* **AIM OF THE EXERCISE**: Can you continue the post on indexing ChEMBL for chemistry search, picking up right after its last line? The post comes first below, followed by two blocks of entries.

* **SOURCE DOCUMENT**:

● ● ● ● ●

Indexing ChEMBL for chemistry search

[ previous | newer ] /home/writings/diary/archive/2014/11/28/indexing_chembl

Indexing ChEMBL for chemistry search

I've just downloaded the SD file for ChEMBL-19. I'm happy that after many years they have finally placed the record identifier in the title line of each record! It used to contain either a blank line, or occasionally text that was essentially junk.

Now I want to be able to work with the data in the file. More specifically, I want a simple cheminformatics system where I can:

Get the original SD record given its identifier.
Get the canonical SMILES for a given identifier.
Search for records similar to a given query.
Check if a given SMILES is in the database.

and I want to show how to use the new features in chemfp-1.2 to do this.

Parse records, find the SMILES, and add to the SQLite database

The easiest way is to set up two files. The first is a SQLite database containing a Compound table. The Compound will contain three columns: the record identifier, the original record (as a compressed string), and the canonical SMILES string. SQLite is a very widely used SQL database, and it's included as part of the standard Python distribution. Here's the SQL that I'll used to create the database schema.

CREATE TABLE Compounds (
   id TEXT PRIMARY KEY NOT NULL,
   record BLOB,
   smiles TEXT)

which when embedded in Python code looks like:

import sqlite3

database_filename = "chembl_19.sqlite3"
conn = sqlite3.connect(database_filename)
cursor = conn.cursor()

cursor.execute("""
    CREATE TABLE Compounds (
       id TEXT PRIMARY KEY NOT NULL,
       record BLOB,
       smiles TEXT)
       """)

I need some way to get the SD records for each one, so I can save it as a compressed blob in the database, and so I can create the canonical SMILES string for the record. I pointed out in my previous essay that chemfp includes a "read_sdf_ids_and_records" function in its text_toolkit submodule, which reads each record and also pulls out the identifier. The code for this, along with commented-out code to support older ChEMBL releases which only stored the identifier in the "chembl_id" tag, looks like:

from chemfp import text_toolkit

filename = "/Users/dalke/databases/chembl_19.sdf.gz"

● ● ● ● ●

* **RECORD LIST**:
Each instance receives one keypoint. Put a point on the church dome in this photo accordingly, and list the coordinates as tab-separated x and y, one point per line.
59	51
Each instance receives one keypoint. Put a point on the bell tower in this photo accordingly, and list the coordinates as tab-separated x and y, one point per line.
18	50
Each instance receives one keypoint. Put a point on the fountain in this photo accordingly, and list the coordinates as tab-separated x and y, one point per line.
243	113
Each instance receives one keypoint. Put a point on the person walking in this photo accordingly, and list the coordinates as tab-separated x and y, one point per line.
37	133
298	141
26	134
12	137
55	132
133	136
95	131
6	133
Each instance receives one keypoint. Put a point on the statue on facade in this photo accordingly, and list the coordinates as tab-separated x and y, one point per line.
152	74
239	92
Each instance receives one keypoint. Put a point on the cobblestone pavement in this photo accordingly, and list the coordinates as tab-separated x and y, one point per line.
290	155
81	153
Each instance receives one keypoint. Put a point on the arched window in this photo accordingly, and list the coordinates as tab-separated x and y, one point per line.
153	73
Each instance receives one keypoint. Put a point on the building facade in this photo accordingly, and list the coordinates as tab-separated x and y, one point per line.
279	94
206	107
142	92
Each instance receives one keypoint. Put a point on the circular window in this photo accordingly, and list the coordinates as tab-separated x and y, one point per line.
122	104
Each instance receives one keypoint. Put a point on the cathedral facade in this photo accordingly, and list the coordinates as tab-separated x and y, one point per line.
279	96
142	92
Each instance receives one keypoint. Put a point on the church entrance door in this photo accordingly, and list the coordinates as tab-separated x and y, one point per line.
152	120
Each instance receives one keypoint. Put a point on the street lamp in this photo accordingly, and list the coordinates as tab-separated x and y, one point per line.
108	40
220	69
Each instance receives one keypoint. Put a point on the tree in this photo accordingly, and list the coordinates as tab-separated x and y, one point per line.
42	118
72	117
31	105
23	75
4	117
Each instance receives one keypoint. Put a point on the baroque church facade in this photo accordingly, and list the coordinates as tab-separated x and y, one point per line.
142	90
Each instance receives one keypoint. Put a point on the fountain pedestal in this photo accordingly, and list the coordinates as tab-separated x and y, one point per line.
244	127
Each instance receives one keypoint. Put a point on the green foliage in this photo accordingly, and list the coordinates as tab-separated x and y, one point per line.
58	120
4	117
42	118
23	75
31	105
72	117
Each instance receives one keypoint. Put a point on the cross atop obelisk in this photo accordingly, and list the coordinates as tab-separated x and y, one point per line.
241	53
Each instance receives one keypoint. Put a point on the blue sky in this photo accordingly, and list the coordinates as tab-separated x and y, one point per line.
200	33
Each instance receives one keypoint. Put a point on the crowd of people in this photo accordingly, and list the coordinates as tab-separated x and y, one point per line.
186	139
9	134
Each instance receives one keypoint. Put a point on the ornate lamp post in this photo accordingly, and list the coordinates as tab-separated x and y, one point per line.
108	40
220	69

● ● ● ● ●

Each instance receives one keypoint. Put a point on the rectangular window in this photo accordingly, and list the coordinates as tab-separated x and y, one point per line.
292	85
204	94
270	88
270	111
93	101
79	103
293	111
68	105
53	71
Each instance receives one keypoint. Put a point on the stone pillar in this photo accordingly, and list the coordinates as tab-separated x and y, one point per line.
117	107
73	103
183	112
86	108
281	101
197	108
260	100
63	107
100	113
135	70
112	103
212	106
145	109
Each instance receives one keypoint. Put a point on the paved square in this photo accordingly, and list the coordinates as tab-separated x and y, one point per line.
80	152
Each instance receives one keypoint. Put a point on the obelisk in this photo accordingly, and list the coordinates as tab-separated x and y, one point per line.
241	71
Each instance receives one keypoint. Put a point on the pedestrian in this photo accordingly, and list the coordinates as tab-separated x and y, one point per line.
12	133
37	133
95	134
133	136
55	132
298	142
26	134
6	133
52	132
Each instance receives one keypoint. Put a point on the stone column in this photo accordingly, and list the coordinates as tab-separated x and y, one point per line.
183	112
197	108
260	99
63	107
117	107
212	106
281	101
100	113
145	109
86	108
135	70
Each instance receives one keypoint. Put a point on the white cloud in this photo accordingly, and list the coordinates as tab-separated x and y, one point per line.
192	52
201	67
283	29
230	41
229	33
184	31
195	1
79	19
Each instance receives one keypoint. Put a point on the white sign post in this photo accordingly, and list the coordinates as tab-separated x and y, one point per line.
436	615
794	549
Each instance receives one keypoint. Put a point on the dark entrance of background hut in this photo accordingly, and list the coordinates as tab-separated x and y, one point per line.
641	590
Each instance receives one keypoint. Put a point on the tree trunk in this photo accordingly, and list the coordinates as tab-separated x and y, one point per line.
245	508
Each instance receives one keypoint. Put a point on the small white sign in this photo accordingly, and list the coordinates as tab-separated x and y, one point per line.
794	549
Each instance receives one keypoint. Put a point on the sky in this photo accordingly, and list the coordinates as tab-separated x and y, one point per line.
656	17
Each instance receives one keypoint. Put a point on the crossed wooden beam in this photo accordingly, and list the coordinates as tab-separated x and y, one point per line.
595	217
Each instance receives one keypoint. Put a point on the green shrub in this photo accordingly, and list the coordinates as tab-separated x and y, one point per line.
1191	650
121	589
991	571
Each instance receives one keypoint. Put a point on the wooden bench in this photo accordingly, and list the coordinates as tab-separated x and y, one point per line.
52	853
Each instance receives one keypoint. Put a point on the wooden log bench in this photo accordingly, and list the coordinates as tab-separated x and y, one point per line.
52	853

● ● ● ● ●

* **RESPONSE**:
id_tag = None # Use the title as the id
#id_tag = "chembl_id" # Uncomment for pre-ChEMBL-19 releases

reader = text_toolkit.read_sdf_ids_and_records(filename, id_tag=id_tag, errors="ignore")

for (id, record) in sdf_reader:
   # work with the identifier and SDF record

In practice I also want to track the current record number. I can use the enumerate() function for that, and I'll seed it so that the first record is 1.

recno = 0
for recno, (id, record) in enumerate(sdf_reader, 1):
   # work with the identifier and SDF record

You might wonder why I set recno to 0 before doing the iteration. This handles the case where the input file is empty. If that happens then recno will never be set, leaving it with whatever the old value was. If the value was never set, which is the case here, it would raise a NameError. Here's an example:

>>> for i, c in enumerate(""):
...   print i, c
... 
>>> print i
Traceback (most recent call last):
  File "<stdin>", line 1, in <module>
NameError: name 'i' is not defined

I want to include the isomeric canonical SMILES string. Chemfp-1.2 has a common toolkit API to work with RDKit, OpenEye/OEChem, and Open Babel, so I'll simply use "toolkit" for respectively "rdkit_toolkit", "openeye_toolkit", or "openbabel_toolkit". The conversion is straight-forward; turn the SDF record into a toolkit molecule, then turn the toolkit molecule into the "smistring" (that's the chemfp format name for "isomeric canonical SMILES string").

toolkit_mol = toolkit.parse_molecule(record, "sdf")
smistring = toolkit.create_string(toolkit_mol, "smistring")

It's possible that the toolkit doesn't handle a given record, and unlikely but still perhaps possible that toolkit can't make a SMILES string for the molecule. If that happens, these functions will raise a chemfp.ParseError, which I can catch, ignore, and continue on to the next molecule.

recno = 0
for recno, (id, record) in enumerate(sdf_reader, 1):
    try:
        toolkit_mol = toolkit.parse_molecule(record, "sdf")
        smistring = toolkit.create_string(toolkit_mol, "smistring")
    except chemfp.ParseError:
        continue
    .... work with the id, SDF record, and SMILES string ...

All that's left for the SQLite database is to compress the SDF record using the zlib library, and add the new row to the database.

    # Compress the record (result is about 1/3rd of the original string)
    compressed_record = zlib.compress(record)

    # Save into the database and write to the fingerprint file
    conn.execute("""
        INSERT INTO Compounds (id, record, smiles)
                    VALUES (?, ?, ?)""",
        (id, sqlite3.Binary(compressed_record), smistring))

Compression is useful because the uncompressed file takes up 2.8GB while the original compressed file takes 470 MB for a 6x compression ratio. Compressing each record independently isn't as effective, because the compressor can't share any of its analysis between records, but it still manages about a 3x compression ratio.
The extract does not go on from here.